#### Fragmento seleccionado

Como no hay nada mejor de lo que hablar (estoy hasta las
narices de políticos y trolls), empezamos la semana con los Oscar, pues al menos
nos traen algo de glamour y mucho mamarracheo.
A pesar del gran despliegue que marcas de alta costura como
Chanel, Zuhair Murab, Dior, Oscar de la Renta y Prada hacen cada edición sobre la
alfombra roja (nada que envidiar al “chou” anual de Victoria’s Secret), se
empieza a vislumbrar cierto tufillo barriobajero en la meca del cine. Actores y
actrices son cada vez menos icónicos y más mediáticos, más accesibles y menos
inalcanzables. Si, las grandes estrellas de Hollywood se están apagando y
parece ser que sólo yo estoy preocupado.

########
#### Datos de entrada

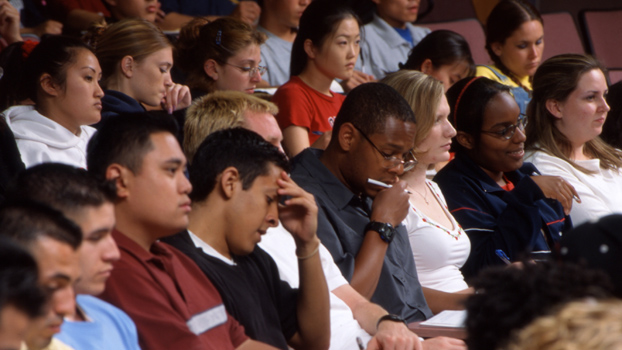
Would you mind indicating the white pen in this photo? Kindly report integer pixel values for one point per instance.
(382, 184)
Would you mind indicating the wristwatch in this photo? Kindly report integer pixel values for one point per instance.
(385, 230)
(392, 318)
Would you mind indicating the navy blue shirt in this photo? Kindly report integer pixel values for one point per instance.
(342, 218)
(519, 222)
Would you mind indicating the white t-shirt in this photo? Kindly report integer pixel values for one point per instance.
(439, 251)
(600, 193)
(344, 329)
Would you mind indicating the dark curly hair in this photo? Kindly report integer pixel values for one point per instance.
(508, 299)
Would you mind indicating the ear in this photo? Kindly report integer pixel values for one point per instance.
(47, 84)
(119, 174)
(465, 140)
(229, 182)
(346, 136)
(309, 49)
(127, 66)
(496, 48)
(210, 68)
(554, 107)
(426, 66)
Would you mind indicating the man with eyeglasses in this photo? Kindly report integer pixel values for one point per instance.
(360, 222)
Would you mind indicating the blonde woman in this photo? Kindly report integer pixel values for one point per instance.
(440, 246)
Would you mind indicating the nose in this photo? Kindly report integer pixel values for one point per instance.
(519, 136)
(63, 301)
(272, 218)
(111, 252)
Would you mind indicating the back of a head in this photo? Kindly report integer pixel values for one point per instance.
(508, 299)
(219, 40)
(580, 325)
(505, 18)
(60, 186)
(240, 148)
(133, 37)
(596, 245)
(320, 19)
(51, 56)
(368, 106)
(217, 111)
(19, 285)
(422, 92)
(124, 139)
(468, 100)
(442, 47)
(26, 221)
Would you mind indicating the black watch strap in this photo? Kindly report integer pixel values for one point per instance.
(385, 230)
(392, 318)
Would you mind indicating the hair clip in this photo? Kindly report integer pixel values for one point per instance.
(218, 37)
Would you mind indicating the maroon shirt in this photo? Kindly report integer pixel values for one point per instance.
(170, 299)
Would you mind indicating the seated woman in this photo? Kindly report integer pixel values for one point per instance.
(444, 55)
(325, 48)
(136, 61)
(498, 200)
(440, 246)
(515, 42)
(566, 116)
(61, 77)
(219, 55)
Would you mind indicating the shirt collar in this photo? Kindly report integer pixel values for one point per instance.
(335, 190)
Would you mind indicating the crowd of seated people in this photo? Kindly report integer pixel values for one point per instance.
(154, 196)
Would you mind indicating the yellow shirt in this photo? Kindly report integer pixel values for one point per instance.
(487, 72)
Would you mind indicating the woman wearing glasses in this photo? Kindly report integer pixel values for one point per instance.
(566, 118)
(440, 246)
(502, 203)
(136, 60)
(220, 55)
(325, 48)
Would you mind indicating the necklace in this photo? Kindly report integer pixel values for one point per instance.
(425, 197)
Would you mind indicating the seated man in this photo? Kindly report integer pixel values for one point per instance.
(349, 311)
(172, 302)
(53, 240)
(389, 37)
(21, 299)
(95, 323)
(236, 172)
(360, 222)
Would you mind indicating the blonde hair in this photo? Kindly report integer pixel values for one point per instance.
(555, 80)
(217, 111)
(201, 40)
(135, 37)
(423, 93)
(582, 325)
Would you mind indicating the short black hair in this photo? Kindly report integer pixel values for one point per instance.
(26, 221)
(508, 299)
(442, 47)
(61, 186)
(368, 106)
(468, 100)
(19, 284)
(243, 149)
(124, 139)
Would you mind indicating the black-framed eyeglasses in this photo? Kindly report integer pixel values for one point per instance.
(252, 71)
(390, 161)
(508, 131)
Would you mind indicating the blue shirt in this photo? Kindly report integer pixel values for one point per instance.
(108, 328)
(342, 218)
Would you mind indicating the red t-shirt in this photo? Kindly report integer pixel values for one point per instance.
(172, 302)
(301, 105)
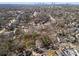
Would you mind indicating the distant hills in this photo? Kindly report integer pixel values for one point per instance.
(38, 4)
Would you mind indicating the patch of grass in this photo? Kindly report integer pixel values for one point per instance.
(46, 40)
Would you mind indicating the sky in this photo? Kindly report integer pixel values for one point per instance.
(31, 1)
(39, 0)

########
#### Datos de entrada

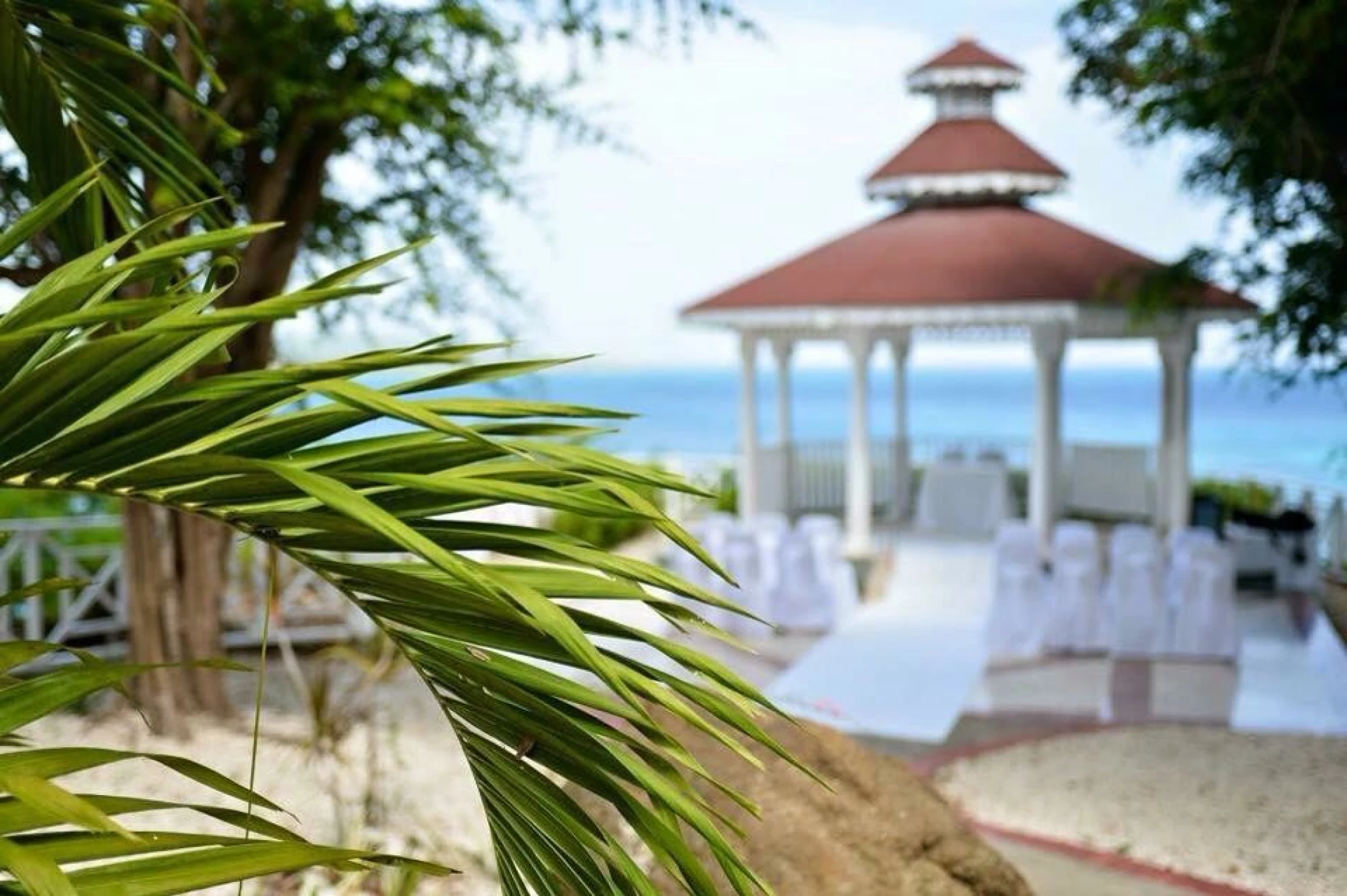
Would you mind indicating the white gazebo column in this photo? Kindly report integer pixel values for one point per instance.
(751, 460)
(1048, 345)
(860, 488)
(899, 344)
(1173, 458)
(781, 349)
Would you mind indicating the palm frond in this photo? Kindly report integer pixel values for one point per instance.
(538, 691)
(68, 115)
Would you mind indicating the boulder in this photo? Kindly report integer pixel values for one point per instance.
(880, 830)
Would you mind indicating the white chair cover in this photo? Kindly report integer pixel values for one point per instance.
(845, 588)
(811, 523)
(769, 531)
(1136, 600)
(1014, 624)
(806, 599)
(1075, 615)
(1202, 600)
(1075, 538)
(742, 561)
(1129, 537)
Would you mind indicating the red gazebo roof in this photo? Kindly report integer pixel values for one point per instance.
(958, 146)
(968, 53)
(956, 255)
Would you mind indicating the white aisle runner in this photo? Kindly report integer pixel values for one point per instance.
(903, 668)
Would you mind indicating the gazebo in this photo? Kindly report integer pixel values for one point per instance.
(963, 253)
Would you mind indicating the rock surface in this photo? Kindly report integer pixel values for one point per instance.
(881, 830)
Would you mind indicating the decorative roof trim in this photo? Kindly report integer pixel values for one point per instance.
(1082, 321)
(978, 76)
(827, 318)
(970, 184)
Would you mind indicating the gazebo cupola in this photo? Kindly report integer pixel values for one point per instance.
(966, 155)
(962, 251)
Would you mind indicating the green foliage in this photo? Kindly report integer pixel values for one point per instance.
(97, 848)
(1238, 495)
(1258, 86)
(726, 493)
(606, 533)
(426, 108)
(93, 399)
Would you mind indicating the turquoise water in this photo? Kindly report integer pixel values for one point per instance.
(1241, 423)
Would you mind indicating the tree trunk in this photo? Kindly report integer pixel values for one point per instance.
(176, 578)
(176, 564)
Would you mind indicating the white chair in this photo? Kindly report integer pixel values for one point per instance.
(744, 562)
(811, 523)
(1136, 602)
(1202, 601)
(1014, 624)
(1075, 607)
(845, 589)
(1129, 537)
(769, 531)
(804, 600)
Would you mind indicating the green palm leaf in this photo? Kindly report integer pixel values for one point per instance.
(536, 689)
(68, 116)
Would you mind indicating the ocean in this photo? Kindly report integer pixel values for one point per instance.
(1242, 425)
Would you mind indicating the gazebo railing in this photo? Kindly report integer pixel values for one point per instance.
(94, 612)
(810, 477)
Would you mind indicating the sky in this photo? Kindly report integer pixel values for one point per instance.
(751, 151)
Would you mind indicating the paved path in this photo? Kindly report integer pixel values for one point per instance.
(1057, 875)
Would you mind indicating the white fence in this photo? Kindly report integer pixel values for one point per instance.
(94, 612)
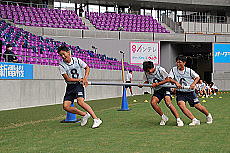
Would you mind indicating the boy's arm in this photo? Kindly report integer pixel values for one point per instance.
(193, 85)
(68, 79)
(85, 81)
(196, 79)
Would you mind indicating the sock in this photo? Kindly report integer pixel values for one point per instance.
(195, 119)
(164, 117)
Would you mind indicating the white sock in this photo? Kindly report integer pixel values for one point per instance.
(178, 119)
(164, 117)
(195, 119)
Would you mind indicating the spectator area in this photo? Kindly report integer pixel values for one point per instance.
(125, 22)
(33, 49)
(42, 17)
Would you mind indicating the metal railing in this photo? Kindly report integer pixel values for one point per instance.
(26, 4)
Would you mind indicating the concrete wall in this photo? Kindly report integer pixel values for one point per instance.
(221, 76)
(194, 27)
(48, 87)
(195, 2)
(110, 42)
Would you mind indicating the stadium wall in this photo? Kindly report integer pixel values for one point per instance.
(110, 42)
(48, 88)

########

• **Instrucciones**:
**A.** Extrae íntegro el texto sobre los Oscar, sin modificar una sola palabra.
**B.** Copia literalmente del listado las líneas que van desde la que contiene "Would you mind indicating the gazebo in" hasta la que contiene "(1241, 423)", ambas incluidas.
El listado no guarda ninguna relación con el texto sobre los Oscar.

• **Respuestas por tarea**:
**A.**
Como no hay nada mejor de lo que hablar (estoy hasta las
narices de políticos y trolls), empezamos la semana con los Oscar, pues al menos
nos traen algo de glamour y mucho mamarracheo.
A pesar del gran despliegue que marcas de alta costura como
Chanel, Zuhair Murab, Dior, Oscar de la Renta y Prada hacen cada edición sobre la
alfombra roja (nada que envidiar al “chou” anual de Victoria’s Secret), se
empieza a vislumbrar cierto tufillo barriobajero en la meca del cine. Actores y
actrices son cada vez menos icónicos y más mediáticos, más accesibles y menos
inalcanzables. Si, las grandes estrellas de Hollywood se están apagando y
parece ser que sólo yo estoy preocupado.

**B.**
Would you mind indicating the gazebo in this photo? Kindly report integer pixel values for one point per instance.
(963, 253)
Would you mind indicating the rock surface in this photo? Kindly report integer pixel values for one point per instance.
(881, 830)
Would you mind indicating the decorative roof trim in this photo? Kindly report integer pixel values for one point per instance.
(1082, 321)
(978, 76)
(827, 318)
(970, 184)
Would you mind indicating the gazebo cupola in this photo? Kindly report integer pixel values for one point per instance.
(966, 155)
(962, 251)
Would you mind indicating the green foliage in this photo? Kindly report integer pixel values for one point per instance.
(97, 848)
(1238, 495)
(1258, 86)
(726, 493)
(606, 533)
(426, 108)
(93, 399)
Would you mind indicating the turquoise water in this photo? Kindly report integer pixel values for one point per instance.
(1241, 423)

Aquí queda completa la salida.